(Referring expression data)
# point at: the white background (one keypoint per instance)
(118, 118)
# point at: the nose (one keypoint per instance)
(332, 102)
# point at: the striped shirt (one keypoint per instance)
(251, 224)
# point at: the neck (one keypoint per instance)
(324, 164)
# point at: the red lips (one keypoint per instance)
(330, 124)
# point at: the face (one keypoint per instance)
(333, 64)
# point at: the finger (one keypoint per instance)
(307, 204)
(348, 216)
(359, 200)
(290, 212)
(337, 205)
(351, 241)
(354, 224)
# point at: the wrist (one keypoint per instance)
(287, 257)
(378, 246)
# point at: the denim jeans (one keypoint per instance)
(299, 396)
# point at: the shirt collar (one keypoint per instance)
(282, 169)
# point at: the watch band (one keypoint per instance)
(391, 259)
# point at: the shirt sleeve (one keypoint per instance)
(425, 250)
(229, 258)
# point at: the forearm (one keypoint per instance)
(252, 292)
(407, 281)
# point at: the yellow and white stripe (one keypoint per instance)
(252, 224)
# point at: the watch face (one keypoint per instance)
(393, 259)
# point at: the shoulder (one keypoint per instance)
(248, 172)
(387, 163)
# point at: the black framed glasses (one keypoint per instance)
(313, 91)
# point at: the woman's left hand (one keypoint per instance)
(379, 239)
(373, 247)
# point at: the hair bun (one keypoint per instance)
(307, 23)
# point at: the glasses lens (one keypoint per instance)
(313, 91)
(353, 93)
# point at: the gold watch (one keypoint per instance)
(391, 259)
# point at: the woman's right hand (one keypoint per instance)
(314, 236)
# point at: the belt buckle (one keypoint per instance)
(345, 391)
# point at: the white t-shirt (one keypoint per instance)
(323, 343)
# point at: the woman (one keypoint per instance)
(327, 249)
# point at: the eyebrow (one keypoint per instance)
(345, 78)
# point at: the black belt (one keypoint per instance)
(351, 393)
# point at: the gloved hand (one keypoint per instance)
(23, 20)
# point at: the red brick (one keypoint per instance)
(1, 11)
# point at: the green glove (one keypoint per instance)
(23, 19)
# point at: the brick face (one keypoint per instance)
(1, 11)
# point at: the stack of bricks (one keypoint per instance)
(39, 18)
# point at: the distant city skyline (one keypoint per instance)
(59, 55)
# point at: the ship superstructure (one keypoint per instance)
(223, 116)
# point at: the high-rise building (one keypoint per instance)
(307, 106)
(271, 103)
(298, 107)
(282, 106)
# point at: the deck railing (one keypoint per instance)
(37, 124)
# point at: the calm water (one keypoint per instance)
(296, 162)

§ Exercise description
Each entry above must be printed exactly as written.

§ Answer section
# point at: the white background (one keypoint per instance)
(118, 118)
# point at: the nose (one keypoint per instance)
(332, 102)
# point at: the striped shirt (one keypoint per instance)
(251, 224)
# point at: the neck (one keypoint per instance)
(324, 164)
# point at: the red lips (one keypoint per instance)
(330, 124)
# point at: the face (one keypoint per instance)
(333, 64)
# point at: the finger (one keypoint per instance)
(307, 204)
(348, 216)
(359, 200)
(290, 212)
(337, 205)
(351, 241)
(354, 224)
# point at: the wrist (one keypoint per instance)
(287, 257)
(378, 246)
# point at: the denim jeans (one keypoint per instance)
(299, 396)
# point at: the shirt collar (one keypoint per instance)
(282, 169)
# point at: the watch band (one keypoint per instance)
(391, 259)
# point at: the shirt sleeve (one keypoint per instance)
(425, 250)
(229, 258)
# point at: the forearm (one keypoint per instance)
(252, 292)
(407, 281)
# point at: the yellow and white stripe (one keypoint per instance)
(252, 224)
# point at: the watch face (one keypoint per instance)
(393, 259)
# point at: the shoulder (one keypoint per instance)
(248, 172)
(387, 163)
# point at: the black framed glasses (one keypoint per instance)
(313, 91)
# point at: the woman's left hand (one keypoint per instance)
(379, 239)
(373, 247)
# point at: the hair bun (one keypoint per instance)
(307, 23)
# point at: the glasses lens (one keypoint per instance)
(313, 91)
(353, 93)
# point at: the gold watch (one keypoint per instance)
(391, 259)
# point at: the woman's right hand (one keypoint per instance)
(314, 236)
# point at: the belt buckle (one keypoint per instance)
(345, 391)
# point at: the white t-shirt (one keypoint per instance)
(323, 343)
# point at: the woman (one keypoint per instance)
(327, 249)
# point at: the eyebrow (one keypoint per instance)
(345, 78)
# point at: the black belt (one keypoint per instance)
(351, 393)
# point at: the gloved hand (one keypoint per instance)
(23, 20)
# point at: the red brick (one keypoint per instance)
(1, 11)
# point at: the green glove (one keypoint per instance)
(23, 19)
# point at: the brick face (one keypoint per instance)
(1, 11)
# point at: the stack of bricks (one keypoint per instance)
(39, 18)
# point at: the distant city skyline (one keypoint per instance)
(59, 55)
# point at: the ship superstructure (one keypoint per instance)
(223, 116)
# point at: the high-rise building (one keypoint per instance)
(307, 106)
(271, 103)
(298, 107)
(282, 106)
# point at: the deck railing (one keypoint per instance)
(37, 124)
# point at: the calm water (one keypoint per instance)
(296, 162)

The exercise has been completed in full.